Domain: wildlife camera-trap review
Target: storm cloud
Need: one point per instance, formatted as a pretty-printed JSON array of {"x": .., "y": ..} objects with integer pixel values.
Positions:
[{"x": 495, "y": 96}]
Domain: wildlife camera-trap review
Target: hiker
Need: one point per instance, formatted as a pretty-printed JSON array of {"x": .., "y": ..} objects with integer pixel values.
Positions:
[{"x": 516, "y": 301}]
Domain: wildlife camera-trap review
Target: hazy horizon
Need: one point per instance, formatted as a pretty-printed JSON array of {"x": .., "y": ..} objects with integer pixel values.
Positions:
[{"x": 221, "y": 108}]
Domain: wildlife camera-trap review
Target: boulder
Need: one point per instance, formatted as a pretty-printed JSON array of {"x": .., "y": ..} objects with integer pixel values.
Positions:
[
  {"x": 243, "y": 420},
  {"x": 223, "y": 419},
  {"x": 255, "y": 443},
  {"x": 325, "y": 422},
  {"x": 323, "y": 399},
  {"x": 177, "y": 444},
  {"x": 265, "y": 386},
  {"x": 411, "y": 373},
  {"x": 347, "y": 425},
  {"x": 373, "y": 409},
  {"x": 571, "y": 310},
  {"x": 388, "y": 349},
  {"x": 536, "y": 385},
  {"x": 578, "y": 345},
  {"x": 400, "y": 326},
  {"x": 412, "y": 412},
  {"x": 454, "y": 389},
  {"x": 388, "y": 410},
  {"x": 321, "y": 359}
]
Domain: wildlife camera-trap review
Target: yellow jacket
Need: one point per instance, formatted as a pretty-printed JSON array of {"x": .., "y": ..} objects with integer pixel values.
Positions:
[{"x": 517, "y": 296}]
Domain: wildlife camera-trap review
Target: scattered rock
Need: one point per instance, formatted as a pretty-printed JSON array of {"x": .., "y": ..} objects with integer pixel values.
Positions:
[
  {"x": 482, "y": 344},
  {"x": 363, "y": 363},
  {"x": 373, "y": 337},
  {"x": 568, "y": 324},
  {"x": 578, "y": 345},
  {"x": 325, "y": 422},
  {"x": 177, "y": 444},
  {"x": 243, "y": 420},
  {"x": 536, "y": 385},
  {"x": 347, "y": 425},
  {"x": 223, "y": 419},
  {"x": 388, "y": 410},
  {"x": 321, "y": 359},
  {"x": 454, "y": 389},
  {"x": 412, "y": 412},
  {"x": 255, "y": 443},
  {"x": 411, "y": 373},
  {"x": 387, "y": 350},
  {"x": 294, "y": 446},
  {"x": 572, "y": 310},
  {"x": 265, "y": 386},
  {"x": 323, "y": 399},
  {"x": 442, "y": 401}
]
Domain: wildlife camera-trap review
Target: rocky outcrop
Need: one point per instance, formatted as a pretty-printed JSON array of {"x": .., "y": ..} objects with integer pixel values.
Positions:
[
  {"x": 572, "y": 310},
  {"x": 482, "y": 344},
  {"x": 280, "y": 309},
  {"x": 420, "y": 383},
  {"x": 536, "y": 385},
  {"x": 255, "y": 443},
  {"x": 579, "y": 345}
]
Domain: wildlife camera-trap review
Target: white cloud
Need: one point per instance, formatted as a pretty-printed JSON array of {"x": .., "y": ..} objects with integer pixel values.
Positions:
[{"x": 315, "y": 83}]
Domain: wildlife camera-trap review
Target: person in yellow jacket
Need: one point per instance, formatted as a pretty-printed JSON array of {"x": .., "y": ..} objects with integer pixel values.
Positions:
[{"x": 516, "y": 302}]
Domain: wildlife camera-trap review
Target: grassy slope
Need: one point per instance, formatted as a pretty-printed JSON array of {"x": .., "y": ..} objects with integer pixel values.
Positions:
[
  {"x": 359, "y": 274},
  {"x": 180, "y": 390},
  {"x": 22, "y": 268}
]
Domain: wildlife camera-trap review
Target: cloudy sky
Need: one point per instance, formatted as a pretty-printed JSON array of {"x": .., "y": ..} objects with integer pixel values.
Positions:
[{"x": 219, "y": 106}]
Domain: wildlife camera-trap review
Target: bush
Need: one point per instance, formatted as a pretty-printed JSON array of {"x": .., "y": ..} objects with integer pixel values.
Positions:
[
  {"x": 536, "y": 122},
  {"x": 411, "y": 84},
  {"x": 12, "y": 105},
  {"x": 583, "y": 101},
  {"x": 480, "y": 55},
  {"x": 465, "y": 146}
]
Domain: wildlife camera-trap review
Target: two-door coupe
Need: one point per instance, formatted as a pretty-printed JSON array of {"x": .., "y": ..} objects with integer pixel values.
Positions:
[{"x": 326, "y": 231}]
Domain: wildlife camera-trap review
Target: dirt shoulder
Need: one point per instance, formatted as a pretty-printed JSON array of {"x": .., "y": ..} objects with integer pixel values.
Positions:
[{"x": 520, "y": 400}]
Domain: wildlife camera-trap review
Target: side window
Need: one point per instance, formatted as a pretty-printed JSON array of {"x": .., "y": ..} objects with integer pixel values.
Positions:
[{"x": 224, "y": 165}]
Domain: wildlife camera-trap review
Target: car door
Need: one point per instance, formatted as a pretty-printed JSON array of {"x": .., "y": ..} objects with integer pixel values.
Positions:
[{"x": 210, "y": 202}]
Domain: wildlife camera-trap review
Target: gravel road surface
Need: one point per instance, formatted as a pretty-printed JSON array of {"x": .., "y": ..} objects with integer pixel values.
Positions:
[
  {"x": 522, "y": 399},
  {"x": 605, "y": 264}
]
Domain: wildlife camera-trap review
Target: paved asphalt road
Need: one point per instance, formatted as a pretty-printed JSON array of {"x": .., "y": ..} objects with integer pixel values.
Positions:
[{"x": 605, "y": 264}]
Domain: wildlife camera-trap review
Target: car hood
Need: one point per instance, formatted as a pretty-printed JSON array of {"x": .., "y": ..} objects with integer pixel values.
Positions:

____________

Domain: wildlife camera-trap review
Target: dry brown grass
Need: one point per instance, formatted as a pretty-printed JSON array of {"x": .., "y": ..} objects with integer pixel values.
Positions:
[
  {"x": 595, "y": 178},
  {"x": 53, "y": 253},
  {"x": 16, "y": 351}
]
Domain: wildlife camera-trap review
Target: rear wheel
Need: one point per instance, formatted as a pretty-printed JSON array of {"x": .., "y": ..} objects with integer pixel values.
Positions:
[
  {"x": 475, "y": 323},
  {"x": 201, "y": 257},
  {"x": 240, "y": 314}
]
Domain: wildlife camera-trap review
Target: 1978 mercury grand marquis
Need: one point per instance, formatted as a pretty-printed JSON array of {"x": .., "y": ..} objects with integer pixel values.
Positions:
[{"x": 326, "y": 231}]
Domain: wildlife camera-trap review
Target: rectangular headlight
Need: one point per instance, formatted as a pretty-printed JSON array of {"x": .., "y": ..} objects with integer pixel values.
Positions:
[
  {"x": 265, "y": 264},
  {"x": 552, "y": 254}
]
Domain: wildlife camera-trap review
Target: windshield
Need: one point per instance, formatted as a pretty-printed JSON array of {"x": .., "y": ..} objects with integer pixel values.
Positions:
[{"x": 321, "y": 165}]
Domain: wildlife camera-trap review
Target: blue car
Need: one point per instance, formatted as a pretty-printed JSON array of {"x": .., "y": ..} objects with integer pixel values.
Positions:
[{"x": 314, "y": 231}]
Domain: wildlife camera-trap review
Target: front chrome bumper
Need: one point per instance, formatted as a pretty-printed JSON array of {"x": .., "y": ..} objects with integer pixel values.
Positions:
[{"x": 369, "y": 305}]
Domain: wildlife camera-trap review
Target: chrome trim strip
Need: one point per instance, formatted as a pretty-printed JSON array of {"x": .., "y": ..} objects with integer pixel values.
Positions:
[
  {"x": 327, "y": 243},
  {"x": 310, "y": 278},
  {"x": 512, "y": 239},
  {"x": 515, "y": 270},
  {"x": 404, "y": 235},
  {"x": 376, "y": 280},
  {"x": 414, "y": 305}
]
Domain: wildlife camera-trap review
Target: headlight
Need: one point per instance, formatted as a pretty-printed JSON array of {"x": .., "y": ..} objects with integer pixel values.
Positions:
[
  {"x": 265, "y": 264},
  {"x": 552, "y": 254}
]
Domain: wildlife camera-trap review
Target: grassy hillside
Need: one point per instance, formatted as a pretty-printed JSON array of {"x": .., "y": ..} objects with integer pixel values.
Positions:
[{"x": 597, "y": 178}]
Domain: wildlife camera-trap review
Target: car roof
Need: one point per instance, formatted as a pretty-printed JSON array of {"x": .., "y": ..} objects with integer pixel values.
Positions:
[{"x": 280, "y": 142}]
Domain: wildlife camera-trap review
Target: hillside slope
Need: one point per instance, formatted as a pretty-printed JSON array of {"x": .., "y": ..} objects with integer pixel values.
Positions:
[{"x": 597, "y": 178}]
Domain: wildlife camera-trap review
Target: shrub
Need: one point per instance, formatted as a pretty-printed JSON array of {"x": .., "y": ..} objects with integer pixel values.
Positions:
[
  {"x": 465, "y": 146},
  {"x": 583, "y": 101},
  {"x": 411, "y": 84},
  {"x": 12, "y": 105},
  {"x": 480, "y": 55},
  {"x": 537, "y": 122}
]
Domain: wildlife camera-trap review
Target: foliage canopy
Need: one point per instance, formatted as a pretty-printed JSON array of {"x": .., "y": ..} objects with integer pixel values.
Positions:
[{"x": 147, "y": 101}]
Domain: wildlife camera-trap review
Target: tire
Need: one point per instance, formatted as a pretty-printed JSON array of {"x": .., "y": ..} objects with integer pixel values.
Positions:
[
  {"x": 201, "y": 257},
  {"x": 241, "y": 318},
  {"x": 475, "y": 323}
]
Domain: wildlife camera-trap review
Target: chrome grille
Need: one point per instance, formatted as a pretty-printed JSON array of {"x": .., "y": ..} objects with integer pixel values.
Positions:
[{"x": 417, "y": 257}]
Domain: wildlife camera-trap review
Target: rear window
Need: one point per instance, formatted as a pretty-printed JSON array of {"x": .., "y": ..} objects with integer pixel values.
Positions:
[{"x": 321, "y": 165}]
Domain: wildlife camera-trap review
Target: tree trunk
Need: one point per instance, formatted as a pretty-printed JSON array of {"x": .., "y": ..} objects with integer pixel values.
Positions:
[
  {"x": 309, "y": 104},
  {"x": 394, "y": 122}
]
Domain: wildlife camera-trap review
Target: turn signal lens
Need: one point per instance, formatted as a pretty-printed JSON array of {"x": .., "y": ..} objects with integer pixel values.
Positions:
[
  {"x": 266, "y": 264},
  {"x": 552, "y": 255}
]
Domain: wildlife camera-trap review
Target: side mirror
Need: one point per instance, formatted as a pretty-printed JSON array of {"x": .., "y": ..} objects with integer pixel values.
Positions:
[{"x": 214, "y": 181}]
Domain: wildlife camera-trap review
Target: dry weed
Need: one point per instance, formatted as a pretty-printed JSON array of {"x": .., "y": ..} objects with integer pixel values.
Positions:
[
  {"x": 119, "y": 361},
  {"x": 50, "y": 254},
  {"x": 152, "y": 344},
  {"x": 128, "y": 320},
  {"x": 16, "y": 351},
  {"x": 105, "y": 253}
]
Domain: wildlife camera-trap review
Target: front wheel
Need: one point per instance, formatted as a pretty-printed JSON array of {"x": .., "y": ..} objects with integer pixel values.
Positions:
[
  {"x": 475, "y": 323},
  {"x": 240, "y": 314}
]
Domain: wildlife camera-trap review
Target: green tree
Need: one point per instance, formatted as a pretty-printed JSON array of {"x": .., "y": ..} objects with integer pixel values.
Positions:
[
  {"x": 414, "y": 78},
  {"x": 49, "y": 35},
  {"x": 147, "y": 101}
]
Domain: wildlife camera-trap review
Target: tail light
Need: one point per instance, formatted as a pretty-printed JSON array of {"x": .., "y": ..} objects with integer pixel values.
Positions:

____________

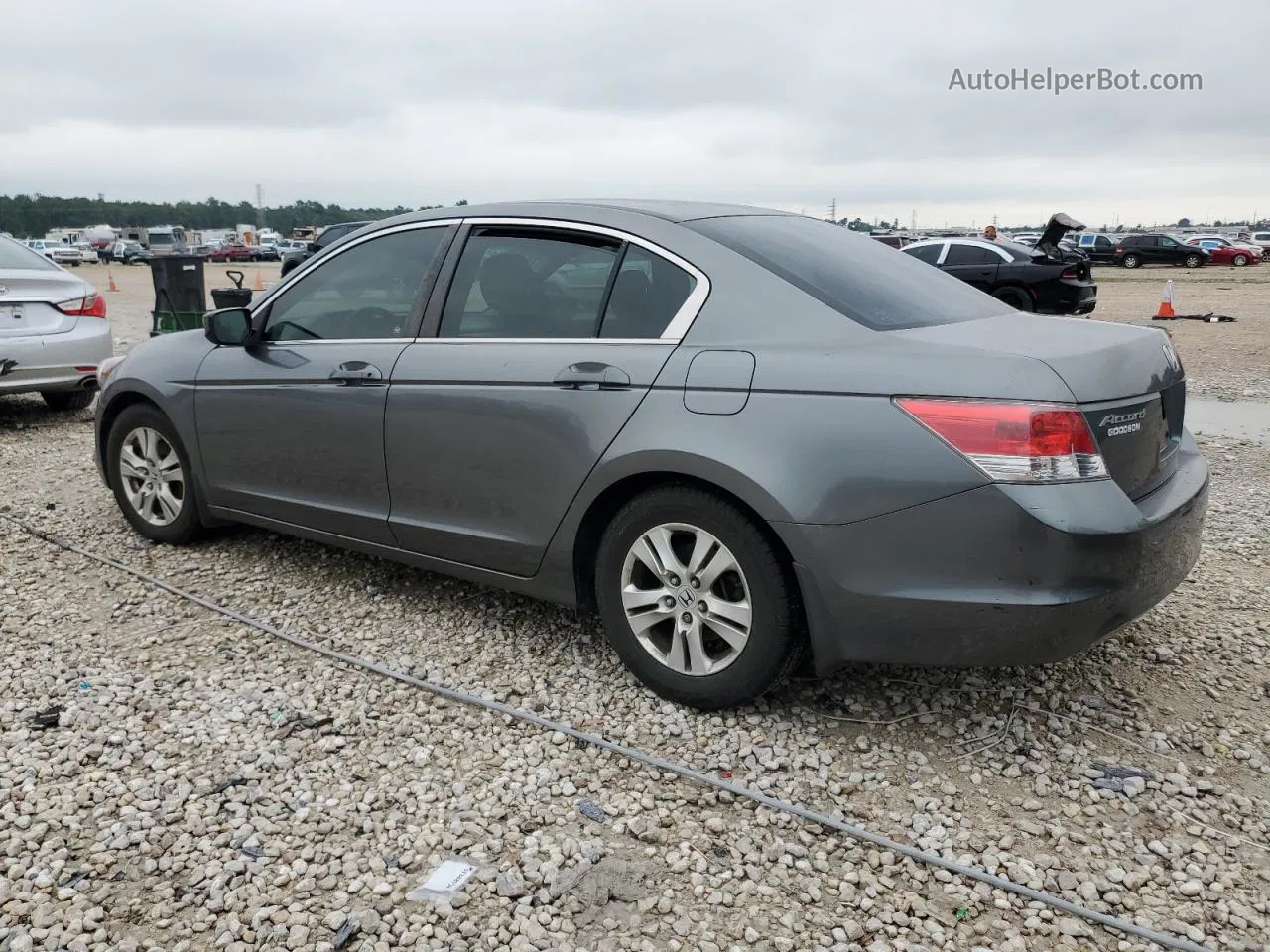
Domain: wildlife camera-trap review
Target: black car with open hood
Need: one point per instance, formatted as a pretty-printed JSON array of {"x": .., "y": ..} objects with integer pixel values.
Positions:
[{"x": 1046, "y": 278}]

____________

Problem to work on:
Show every line in the items above that contains the string "yellow". Case counts.

Solution for this exercise:
Target: yellow jacket
Target: person in yellow jacket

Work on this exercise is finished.